● What you need to do:
[a] In the piece about Mabel Sparling, rewrite the passage that begins with "It’s not news" and stops after "to life’s stressors.", changing "antidote" to "remedy".
[b] In the piece about Mabel Sparling, what is the punchline of the joke Jerome repeats?
[c] Take the piece about Mabel Sparling further, picking up right after its last sentence.

──────── Reading passage

Mabel Sparling has a bus pass and she uses it several times a week to visit the mall near her retirement community.
At the mall, Mabel gets her daily dose of exercise, meets her granddaughter Jenny for coffee, and visits the greeting card aisle of her favourite gift shop – specifically – she spends copious amounts of time reading the humorous cards.
“That’s the ticket to a good day,” says Mabel, “you’ve got to get your laughter in.”
At 82, Mabel is well-known to everyone in her seniors’ community, along with several city transit drivers who find themselves buoyed by her sunny disposition. By all accounts, Mabel is perpetually cheerful.
“It’s contagious – her sense of humour – I always take her jokes back home to my wife and kids. It cracks them up,” says Jerome, a regular driver on Mabel’s route. “Yesterday her joke was; What kind of exercise do lazy people prefer? The punchline … Diddly squats,” he says laughing.
It’s not news to anyone that humour is good medicine, in fact, doctors and researchers alike seem to have reached a consensus on this fact.
From decades of study by the famous Dr. Rod Martin to recent recommendations by highly esteemed medical professionals such as those at the Mayo Clinic, humour is good for your health, and a definite antidote to life’s stressors.

────────────────
──────── Supplied information

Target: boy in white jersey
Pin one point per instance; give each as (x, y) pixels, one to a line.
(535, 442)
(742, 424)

────────────────
──────── Supplied information

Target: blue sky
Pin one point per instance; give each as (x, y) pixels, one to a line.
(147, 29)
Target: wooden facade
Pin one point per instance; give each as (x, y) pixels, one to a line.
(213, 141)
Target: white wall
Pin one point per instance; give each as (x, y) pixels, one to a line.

────────────────

● Responses to the exercise:
[a]
It’s not news to anyone that humour is good medicine, in fact, doctors and researchers alike seem to have reached a consensus on this fact.
From decades of study by the famous Dr. Rod Martin to recent recommendations by highly esteemed medical professionals such as those at the Mayo Clinic, humour is good for your health, and a definite remedy to life’s stressors.

[b] Diddly squats.

[c]
“So,” says Mabel, “you have to make a point of digging up things to laugh at and don’t spend a lot of time fretting about the things in life you can’t do anything about.”
Mabel says she avoids watching and reading news, preferring instead to turn to the joke section in her lifetime subscription to Readers Digest. “They always have nice decent jokes in there, the kind I can pass along to others,” she quips.
And, to Mabel’s delight, Jenny often brings along her laptop when they have coffee, and she shows her grandmother humorous YouTube videos. A favourite of both women is You’re Kidding Me. “We laugh every time!” exclaims Mabel, throwing her head back and imitating the talking dog.
Mabel is also pleased that there is a compilation of her prized ‘decent’ Readers Digest jokes available online for those who “like to spend their time with their noses pointed at a computer screen”.
“My Gran has always been a tremendous source of joy in my life,” says Jenny. “No matter what I’ve gone through, she helps me look at the bright side of things, and always – we laugh – it’s her gift to me. Well, really it’s her gift to everyone she meets.”
Jenny believes that if it weren’t for her grandmother’s sense of humour, she might not still be living, pointing out that Mabel has battled cancer twice and lost her husband in a tragic accident when they were both in their 50s.
“I figure, the day I can’t find anything to laugh about, well that the day it’s time to close my eyes on this old world,” says Mabel, eyes twinkling.